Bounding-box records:
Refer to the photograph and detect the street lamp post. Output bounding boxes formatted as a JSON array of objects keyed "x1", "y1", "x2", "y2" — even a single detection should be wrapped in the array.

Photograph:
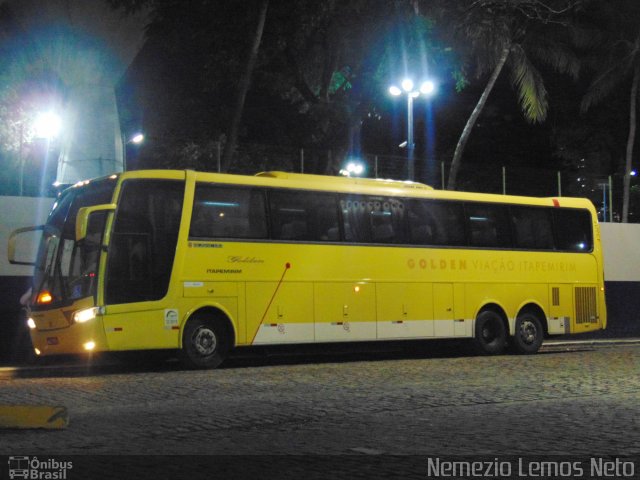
[
  {"x1": 122, "y1": 133, "x2": 144, "y2": 172},
  {"x1": 389, "y1": 78, "x2": 435, "y2": 180}
]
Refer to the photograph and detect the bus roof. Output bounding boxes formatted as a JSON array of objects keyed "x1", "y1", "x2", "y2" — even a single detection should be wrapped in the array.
[
  {"x1": 256, "y1": 171, "x2": 433, "y2": 190},
  {"x1": 109, "y1": 170, "x2": 595, "y2": 212}
]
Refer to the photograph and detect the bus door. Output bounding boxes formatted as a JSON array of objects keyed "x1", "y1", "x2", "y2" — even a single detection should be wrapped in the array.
[
  {"x1": 433, "y1": 283, "x2": 472, "y2": 338},
  {"x1": 103, "y1": 179, "x2": 184, "y2": 350}
]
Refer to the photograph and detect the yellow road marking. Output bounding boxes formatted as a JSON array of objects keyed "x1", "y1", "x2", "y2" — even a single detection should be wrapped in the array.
[{"x1": 0, "y1": 405, "x2": 69, "y2": 430}]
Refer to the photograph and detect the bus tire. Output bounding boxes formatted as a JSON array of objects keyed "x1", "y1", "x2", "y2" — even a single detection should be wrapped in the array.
[
  {"x1": 180, "y1": 316, "x2": 229, "y2": 369},
  {"x1": 512, "y1": 312, "x2": 544, "y2": 355},
  {"x1": 474, "y1": 310, "x2": 507, "y2": 355}
]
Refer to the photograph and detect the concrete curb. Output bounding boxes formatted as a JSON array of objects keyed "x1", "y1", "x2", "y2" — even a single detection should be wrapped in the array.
[{"x1": 0, "y1": 338, "x2": 640, "y2": 379}]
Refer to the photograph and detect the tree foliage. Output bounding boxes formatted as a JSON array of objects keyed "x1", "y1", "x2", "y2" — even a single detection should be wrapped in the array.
[{"x1": 440, "y1": 0, "x2": 580, "y2": 189}]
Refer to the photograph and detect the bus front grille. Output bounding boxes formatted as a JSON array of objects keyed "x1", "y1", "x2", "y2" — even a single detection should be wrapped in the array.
[{"x1": 576, "y1": 287, "x2": 598, "y2": 324}]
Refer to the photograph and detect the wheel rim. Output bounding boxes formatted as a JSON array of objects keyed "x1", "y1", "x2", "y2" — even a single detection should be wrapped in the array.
[
  {"x1": 482, "y1": 322, "x2": 498, "y2": 343},
  {"x1": 192, "y1": 327, "x2": 218, "y2": 356},
  {"x1": 520, "y1": 320, "x2": 538, "y2": 345}
]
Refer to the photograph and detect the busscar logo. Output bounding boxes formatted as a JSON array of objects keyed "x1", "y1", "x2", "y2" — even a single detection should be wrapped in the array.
[{"x1": 9, "y1": 456, "x2": 73, "y2": 480}]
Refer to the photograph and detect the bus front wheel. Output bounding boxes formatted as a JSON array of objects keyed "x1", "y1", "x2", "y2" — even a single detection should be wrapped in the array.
[
  {"x1": 474, "y1": 310, "x2": 507, "y2": 355},
  {"x1": 513, "y1": 312, "x2": 544, "y2": 355},
  {"x1": 181, "y1": 317, "x2": 229, "y2": 368}
]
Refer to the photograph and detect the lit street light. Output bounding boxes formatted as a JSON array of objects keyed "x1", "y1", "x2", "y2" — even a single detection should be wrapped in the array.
[
  {"x1": 122, "y1": 132, "x2": 144, "y2": 172},
  {"x1": 389, "y1": 78, "x2": 435, "y2": 180},
  {"x1": 340, "y1": 160, "x2": 364, "y2": 177}
]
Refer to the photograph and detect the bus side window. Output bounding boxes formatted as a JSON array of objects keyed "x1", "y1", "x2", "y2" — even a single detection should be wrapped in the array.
[
  {"x1": 553, "y1": 208, "x2": 593, "y2": 252},
  {"x1": 189, "y1": 184, "x2": 267, "y2": 238},
  {"x1": 269, "y1": 190, "x2": 340, "y2": 241},
  {"x1": 509, "y1": 205, "x2": 553, "y2": 250},
  {"x1": 407, "y1": 200, "x2": 438, "y2": 245}
]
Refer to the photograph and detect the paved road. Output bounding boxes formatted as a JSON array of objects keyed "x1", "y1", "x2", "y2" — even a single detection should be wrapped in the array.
[{"x1": 0, "y1": 344, "x2": 640, "y2": 474}]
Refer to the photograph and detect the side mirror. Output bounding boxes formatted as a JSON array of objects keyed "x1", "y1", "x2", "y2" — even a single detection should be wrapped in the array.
[
  {"x1": 7, "y1": 225, "x2": 45, "y2": 266},
  {"x1": 76, "y1": 203, "x2": 116, "y2": 242}
]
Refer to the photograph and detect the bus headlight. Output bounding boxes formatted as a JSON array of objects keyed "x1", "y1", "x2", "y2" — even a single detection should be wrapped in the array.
[{"x1": 73, "y1": 307, "x2": 100, "y2": 323}]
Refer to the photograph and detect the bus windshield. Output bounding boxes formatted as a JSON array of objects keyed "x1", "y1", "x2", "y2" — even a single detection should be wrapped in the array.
[{"x1": 33, "y1": 177, "x2": 116, "y2": 307}]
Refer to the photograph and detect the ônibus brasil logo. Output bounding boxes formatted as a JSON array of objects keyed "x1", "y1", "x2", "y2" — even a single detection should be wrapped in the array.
[{"x1": 9, "y1": 456, "x2": 73, "y2": 480}]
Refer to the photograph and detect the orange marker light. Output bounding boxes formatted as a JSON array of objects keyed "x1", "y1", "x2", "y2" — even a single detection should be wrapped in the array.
[{"x1": 36, "y1": 290, "x2": 53, "y2": 304}]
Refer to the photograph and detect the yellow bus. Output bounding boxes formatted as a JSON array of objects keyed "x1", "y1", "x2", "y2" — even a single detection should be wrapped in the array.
[{"x1": 9, "y1": 170, "x2": 606, "y2": 368}]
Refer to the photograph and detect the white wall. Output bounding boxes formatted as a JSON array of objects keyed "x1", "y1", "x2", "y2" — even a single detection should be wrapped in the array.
[
  {"x1": 0, "y1": 197, "x2": 54, "y2": 276},
  {"x1": 600, "y1": 223, "x2": 640, "y2": 282}
]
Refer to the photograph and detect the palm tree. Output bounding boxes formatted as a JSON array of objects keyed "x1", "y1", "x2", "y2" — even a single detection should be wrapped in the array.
[
  {"x1": 581, "y1": 0, "x2": 640, "y2": 223},
  {"x1": 447, "y1": 0, "x2": 579, "y2": 190},
  {"x1": 222, "y1": 0, "x2": 269, "y2": 172}
]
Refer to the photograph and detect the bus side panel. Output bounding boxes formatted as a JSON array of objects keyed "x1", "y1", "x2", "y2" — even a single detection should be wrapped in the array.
[
  {"x1": 314, "y1": 282, "x2": 377, "y2": 342},
  {"x1": 376, "y1": 283, "x2": 434, "y2": 339},
  {"x1": 465, "y1": 283, "x2": 549, "y2": 335}
]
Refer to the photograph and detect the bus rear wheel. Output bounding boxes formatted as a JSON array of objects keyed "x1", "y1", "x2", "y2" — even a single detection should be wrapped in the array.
[
  {"x1": 181, "y1": 317, "x2": 229, "y2": 369},
  {"x1": 474, "y1": 310, "x2": 507, "y2": 355},
  {"x1": 512, "y1": 312, "x2": 544, "y2": 355}
]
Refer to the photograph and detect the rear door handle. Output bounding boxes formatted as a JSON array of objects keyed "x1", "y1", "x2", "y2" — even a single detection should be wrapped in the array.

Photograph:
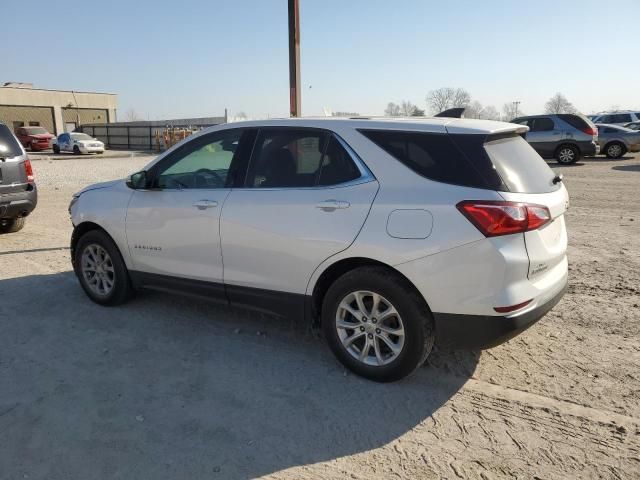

WHAT IS ASKED
Could you convert every line of the records above into a numbered list, dropping the blank lines and leaving the pictures out?

EXERCISE SOLUTION
1. Refer to the photograph and detect the street lamp post. Output bounding boxes formatted as a JSON array of objects keyed "x1", "y1", "x2", "y2" — even a single detection should be wrapped in the array.
2. Photograph:
3. [
4.   {"x1": 122, "y1": 133, "x2": 144, "y2": 172},
5.   {"x1": 389, "y1": 78, "x2": 435, "y2": 180}
6. ]
7. Refer to the photograph and detect the bus roof. Output bounding boxes formatted as a JSON array of objects keyed "x1", "y1", "x2", "y2" — even a single detection should be wrapped in the array.
8. [
9.   {"x1": 256, "y1": 171, "x2": 433, "y2": 190},
10.   {"x1": 109, "y1": 170, "x2": 595, "y2": 212}
11. ]
12. Refer to the photograph and detect the bus door. Output bounding boxes formatted as a JSON array of objects keyed "x1", "y1", "x2", "y2" — even a single detection should be wrapped in the array.
13. [
14.   {"x1": 433, "y1": 283, "x2": 472, "y2": 338},
15.   {"x1": 103, "y1": 179, "x2": 184, "y2": 350}
16. ]
17. Refer to the photograph and detect the yellow road marking. Output bounding boxes formatted as a JSON array of objects keyed "x1", "y1", "x2", "y2" — even a single detection should be wrapped in the array.
18. [{"x1": 0, "y1": 405, "x2": 69, "y2": 430}]
19. Refer to the photograph and detect the bus tire. Output bounding boxes formatted as a JSON array of objects keyed "x1", "y1", "x2", "y2" — even a single detection should be wrapped in the array.
20. [
21.   {"x1": 180, "y1": 316, "x2": 229, "y2": 369},
22.   {"x1": 512, "y1": 312, "x2": 544, "y2": 355},
23.   {"x1": 474, "y1": 310, "x2": 507, "y2": 355}
24. ]
25. Refer to the photograph and detect the concrete curb. Output bounding boxes formatted as a JSON array of objects keyed "x1", "y1", "x2", "y2" — even a single detection should be wrapped in the array.
26. [{"x1": 0, "y1": 338, "x2": 640, "y2": 379}]
27. Refer to the photograph and detect the tree foliage. Output bounding boxes formatted as a JSON array of objects keyed "x1", "y1", "x2", "y2" — even a single detection should be wrapped in the array.
28. [{"x1": 440, "y1": 0, "x2": 580, "y2": 189}]
29. Refer to the photograph and detect the bus front grille. Output bounding boxes formatted as a JSON array of objects keyed "x1", "y1", "x2", "y2" — even a single detection should be wrapped in the array.
30. [{"x1": 576, "y1": 287, "x2": 598, "y2": 324}]
31. Refer to the photograph and detect the wheel rim. Output bounding boxes formatted as a JSON array of objects keyed "x1", "y1", "x2", "y2" — even a single detection should be wrapped in the array.
32. [
33.   {"x1": 482, "y1": 322, "x2": 498, "y2": 343},
34.   {"x1": 192, "y1": 327, "x2": 218, "y2": 356},
35.   {"x1": 520, "y1": 320, "x2": 538, "y2": 345}
36. ]
37. Refer to the photograph and detect the busscar logo. Output bounding boxes formatted as a JSON array of objects keyed "x1", "y1", "x2", "y2" — even a single detection should be wrapped in the array.
38. [{"x1": 9, "y1": 456, "x2": 73, "y2": 480}]
39. Refer to the photograph and detect the bus front wheel. Output bounding boxes formatted as a JSON array of objects keyed "x1", "y1", "x2", "y2" — even a single detection should be wrapped in the array.
40. [
41.   {"x1": 474, "y1": 310, "x2": 507, "y2": 355},
42.   {"x1": 513, "y1": 312, "x2": 544, "y2": 355},
43.   {"x1": 181, "y1": 317, "x2": 229, "y2": 368}
44. ]
45. Refer to the photograph and detect the lit street light. Output bounding boxes formatted as a JSON array of objects keyed "x1", "y1", "x2", "y2" — even a single detection should be wrapped in the array.
46. [
47.   {"x1": 122, "y1": 132, "x2": 144, "y2": 172},
48.   {"x1": 389, "y1": 78, "x2": 435, "y2": 180},
49.   {"x1": 340, "y1": 160, "x2": 364, "y2": 177}
50. ]
51. Refer to the photograph and detect the bus side window. Output bounding boxes formatted as a JSON array of objects keyed "x1", "y1", "x2", "y2" — even a single detection should be wrapped in the array.
52. [
53.   {"x1": 553, "y1": 208, "x2": 593, "y2": 252},
54.   {"x1": 189, "y1": 184, "x2": 267, "y2": 238},
55.   {"x1": 269, "y1": 190, "x2": 340, "y2": 241},
56.   {"x1": 509, "y1": 205, "x2": 553, "y2": 250},
57.   {"x1": 407, "y1": 200, "x2": 438, "y2": 245}
58. ]
59. Refer to the photograph and detect the paved road. Output bounding boxes formatted as a JSON array of objects keyed "x1", "y1", "x2", "y2" — even a single detection should be wrapped in the array.
60. [{"x1": 0, "y1": 344, "x2": 640, "y2": 474}]
61. Refer to the photograph and detect the side mirror. Output bounding boxes formatted as a JSON array of objects keyed "x1", "y1", "x2", "y2" — even a single detection should be wrapped in the array.
62. [
63.   {"x1": 7, "y1": 225, "x2": 45, "y2": 266},
64.   {"x1": 76, "y1": 203, "x2": 116, "y2": 242}
65. ]
66. Refer to the photograph and detect the bus headlight. Output bounding boxes formatted as a JSON array of objects keyed "x1", "y1", "x2", "y2" — even a single detection should be wrapped in the array.
67. [{"x1": 73, "y1": 307, "x2": 100, "y2": 323}]
68. Refer to the photograph and detect the bus windshield. Output bounding boxes formatted as a JSON array of objects keyed "x1", "y1", "x2", "y2" — even a single detection should be wrapped in the array.
69. [{"x1": 33, "y1": 177, "x2": 116, "y2": 307}]
70. Refer to the photograph and detect the ônibus brasil logo. Output bounding boxes formatted as a JSON array of objects keyed "x1", "y1", "x2", "y2" — even a single detection should be wrapped in the array.
71. [{"x1": 9, "y1": 456, "x2": 73, "y2": 480}]
72. Refer to the photograph and detect the orange marker light. Output bounding boxes formatted as a JSON array of objects keyed "x1", "y1", "x2", "y2" — even a single detection should be wrapped in the array.
73. [{"x1": 36, "y1": 290, "x2": 53, "y2": 304}]
74. Refer to the photograph and detect the yellow bus. Output bounding boxes formatted as a JSON array of objects keyed "x1", "y1", "x2", "y2" — even a single detection should be wrapped in the array.
75. [{"x1": 9, "y1": 170, "x2": 606, "y2": 368}]
76. Refer to the photograph and detect the white wall. Output bounding boxes formatted as a JSON array of objects keyed "x1", "y1", "x2", "y2" — even a single detection should be wrapped in the array.
77. [
78.   {"x1": 0, "y1": 197, "x2": 54, "y2": 276},
79.   {"x1": 600, "y1": 223, "x2": 640, "y2": 282}
80. ]
81. Refer to the photograph and detect the palm tree. Output bounding boxes formatted as a JSON array of objects keyed "x1", "y1", "x2", "y2" — even a single detection should be wrapped in the array.
82. [
83.   {"x1": 581, "y1": 0, "x2": 640, "y2": 223},
84.   {"x1": 447, "y1": 0, "x2": 579, "y2": 190},
85.   {"x1": 222, "y1": 0, "x2": 269, "y2": 172}
86. ]
87. Refer to the photograph and detect the bus side panel. Output bounding boxes formatted as a JSON array of objects keyed "x1", "y1", "x2", "y2" — even a single detection should be wrapped in the array.
88. [
89.   {"x1": 314, "y1": 282, "x2": 377, "y2": 342},
90.   {"x1": 376, "y1": 283, "x2": 434, "y2": 339},
91.   {"x1": 465, "y1": 283, "x2": 549, "y2": 335}
92. ]
93. Refer to the photograph and detect the bus rear wheel. Output bounding boxes formatted as a JSON array of objects keyed "x1", "y1", "x2", "y2" — even a single detection should be wrapped in the array.
94. [
95.   {"x1": 181, "y1": 317, "x2": 229, "y2": 369},
96.   {"x1": 474, "y1": 310, "x2": 507, "y2": 355},
97.   {"x1": 512, "y1": 312, "x2": 544, "y2": 355}
98. ]
99. Refer to the photograph and detect the rear door handle. Output bounding boxes formatted as a JSON array of objects keyed "x1", "y1", "x2", "y2" — even a single detection should be wrapped in the array.
100. Photograph:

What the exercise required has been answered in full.